◆ **Requirement**
Output a character-exact copy of the data, images removed.

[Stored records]
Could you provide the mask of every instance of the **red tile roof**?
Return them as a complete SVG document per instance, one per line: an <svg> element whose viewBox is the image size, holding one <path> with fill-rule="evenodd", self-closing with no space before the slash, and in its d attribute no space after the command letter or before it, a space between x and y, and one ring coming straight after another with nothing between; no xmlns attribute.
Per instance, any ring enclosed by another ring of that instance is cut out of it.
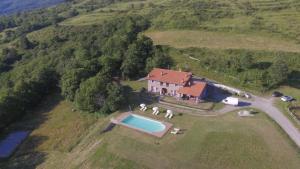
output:
<svg viewBox="0 0 300 169"><path fill-rule="evenodd" d="M179 88L178 93L198 97L204 92L206 85L207 84L205 82L197 82L192 84L191 86Z"/></svg>
<svg viewBox="0 0 300 169"><path fill-rule="evenodd" d="M191 72L180 72L168 69L154 68L148 74L148 80L155 80L171 84L185 85L192 77Z"/></svg>

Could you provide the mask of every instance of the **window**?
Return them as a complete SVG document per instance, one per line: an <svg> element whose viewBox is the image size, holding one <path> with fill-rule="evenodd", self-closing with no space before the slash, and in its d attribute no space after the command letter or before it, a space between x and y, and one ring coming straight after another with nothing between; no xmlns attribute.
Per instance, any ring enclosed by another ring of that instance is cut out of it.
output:
<svg viewBox="0 0 300 169"><path fill-rule="evenodd" d="M166 86L169 87L169 83L166 83Z"/></svg>
<svg viewBox="0 0 300 169"><path fill-rule="evenodd" d="M164 83L163 82L160 82L160 85L162 86Z"/></svg>

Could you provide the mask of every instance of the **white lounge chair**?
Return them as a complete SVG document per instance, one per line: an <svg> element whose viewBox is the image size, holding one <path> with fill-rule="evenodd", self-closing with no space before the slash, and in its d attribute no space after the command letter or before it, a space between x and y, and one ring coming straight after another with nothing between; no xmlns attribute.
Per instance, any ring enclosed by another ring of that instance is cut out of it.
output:
<svg viewBox="0 0 300 169"><path fill-rule="evenodd" d="M155 112L155 115L158 115L159 114L159 111L157 110L156 112Z"/></svg>
<svg viewBox="0 0 300 169"><path fill-rule="evenodd" d="M166 114L165 118L171 119L173 116L174 116L173 111L172 110L167 110L167 114Z"/></svg>
<svg viewBox="0 0 300 169"><path fill-rule="evenodd" d="M142 108L142 111L146 111L147 110L147 107L145 106L144 108Z"/></svg>
<svg viewBox="0 0 300 169"><path fill-rule="evenodd" d="M174 131L171 131L171 134L178 134L179 133L179 131L178 130L174 130Z"/></svg>
<svg viewBox="0 0 300 169"><path fill-rule="evenodd" d="M180 128L174 128L173 130L174 131L180 131L181 129Z"/></svg>
<svg viewBox="0 0 300 169"><path fill-rule="evenodd" d="M143 111L144 108L146 107L146 104L142 103L142 104L140 104L140 107L141 107L140 110Z"/></svg>
<svg viewBox="0 0 300 169"><path fill-rule="evenodd" d="M165 118L168 118L171 114L173 114L173 111L172 110L167 110Z"/></svg>
<svg viewBox="0 0 300 169"><path fill-rule="evenodd" d="M157 115L158 107L153 107L152 110L153 110L152 114Z"/></svg>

◆ **Output of the task**
Could you provide the mask of every instance of the **red tile roof**?
Return them as a complete SVG document per instance, one per line: an <svg> element whose viewBox is the image size, holding one <path> with fill-rule="evenodd", self-closing with no space before the slash, and in its d attribute no space after the command letter or before it, a space between x and y, and one ring coming straight after another with nothing between; no xmlns attribute.
Per instance, any ring enclosed by another ring of that instance is cut out of it.
output:
<svg viewBox="0 0 300 169"><path fill-rule="evenodd" d="M179 88L178 93L198 97L204 92L206 85L207 84L205 82L197 82L192 84L191 86Z"/></svg>
<svg viewBox="0 0 300 169"><path fill-rule="evenodd" d="M191 72L180 72L168 69L154 68L148 74L148 80L155 80L171 84L185 85L192 77Z"/></svg>

Could you provide the mask of every instance of the **window**?
Return them as a complete SVG document per instance, one per line: an <svg> element whose viewBox is the image size, holding one <path> with fill-rule="evenodd", self-closing with no space before the slash, and in its d attribute no space after the command letter or before it, a space between x and y, and one ring coming straight after another with nothing between; no xmlns attribute.
Per instance, any ring enclosed by another ring of that instance is cut out of it.
output:
<svg viewBox="0 0 300 169"><path fill-rule="evenodd" d="M166 86L169 87L169 83L166 83Z"/></svg>
<svg viewBox="0 0 300 169"><path fill-rule="evenodd" d="M164 83L163 82L160 82L160 85L162 86Z"/></svg>

Could you provide the mask of every instance of the **white lounge chair**?
Return them as a complete SVG document per instance, one per line: an <svg> element whose viewBox is the image size, holding one <path> with fill-rule="evenodd", self-closing with no space before the slash, and in its d attribute no space after the command letter or before it, a space between x and y, and one ring coming straight after another with nothing between; no xmlns attribute.
Per instance, any ring enclosed by another ring of that instance is cut out of it.
output:
<svg viewBox="0 0 300 169"><path fill-rule="evenodd" d="M155 112L155 115L158 115L159 114L159 111L157 110L156 112Z"/></svg>
<svg viewBox="0 0 300 169"><path fill-rule="evenodd" d="M166 114L165 118L171 119L173 116L174 116L173 111L172 110L167 110L167 114Z"/></svg>
<svg viewBox="0 0 300 169"><path fill-rule="evenodd" d="M142 108L142 111L146 111L147 110L147 107L145 106L144 108Z"/></svg>
<svg viewBox="0 0 300 169"><path fill-rule="evenodd" d="M174 131L171 131L171 134L178 134L179 133L179 131L178 130L174 130Z"/></svg>
<svg viewBox="0 0 300 169"><path fill-rule="evenodd" d="M180 128L174 128L173 130L174 131L180 131L181 129Z"/></svg>
<svg viewBox="0 0 300 169"><path fill-rule="evenodd" d="M143 111L144 108L146 107L146 104L142 103L142 104L140 104L140 107L141 107L140 110Z"/></svg>
<svg viewBox="0 0 300 169"><path fill-rule="evenodd" d="M165 118L168 118L171 114L173 114L173 111L172 110L167 110Z"/></svg>
<svg viewBox="0 0 300 169"><path fill-rule="evenodd" d="M157 115L158 107L153 107L152 110L153 110L152 114Z"/></svg>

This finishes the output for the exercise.